## [Task item]
The listing below contains a span that opens with the line containing "pipe organ | bbox" and closes with the line containing "gilded crown ornament | bbox". Return that span exactly.

## [Information shown]

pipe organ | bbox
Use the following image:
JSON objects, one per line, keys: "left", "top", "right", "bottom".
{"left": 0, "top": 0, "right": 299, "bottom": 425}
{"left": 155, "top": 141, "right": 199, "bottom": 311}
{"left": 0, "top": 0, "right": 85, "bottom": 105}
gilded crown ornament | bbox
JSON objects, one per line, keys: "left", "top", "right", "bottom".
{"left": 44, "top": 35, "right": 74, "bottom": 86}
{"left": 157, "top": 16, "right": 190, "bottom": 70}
* * *
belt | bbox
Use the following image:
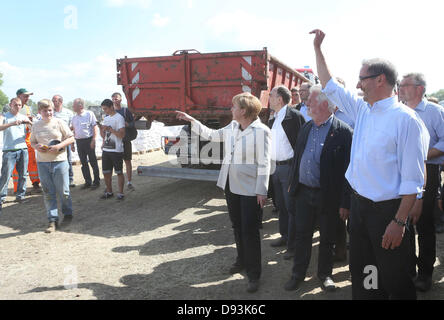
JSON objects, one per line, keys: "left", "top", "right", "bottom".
---
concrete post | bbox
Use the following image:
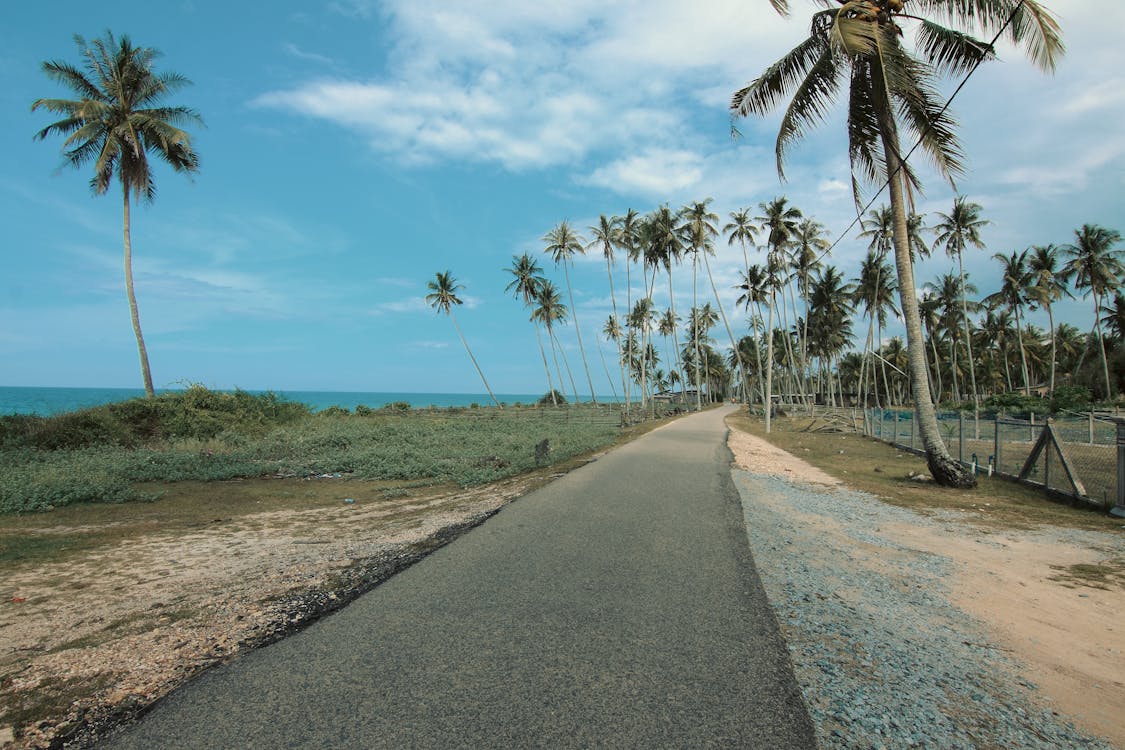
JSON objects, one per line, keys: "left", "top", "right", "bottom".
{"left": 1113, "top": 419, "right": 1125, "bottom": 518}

## [Expected answer]
pipe organ | bbox
Use the following image:
JSON objects, one per line, keys: "left", "top", "right", "bottom".
{"left": 0, "top": 0, "right": 299, "bottom": 425}
{"left": 155, "top": 141, "right": 199, "bottom": 311}
{"left": 0, "top": 0, "right": 85, "bottom": 105}
gilded crown ornament | bbox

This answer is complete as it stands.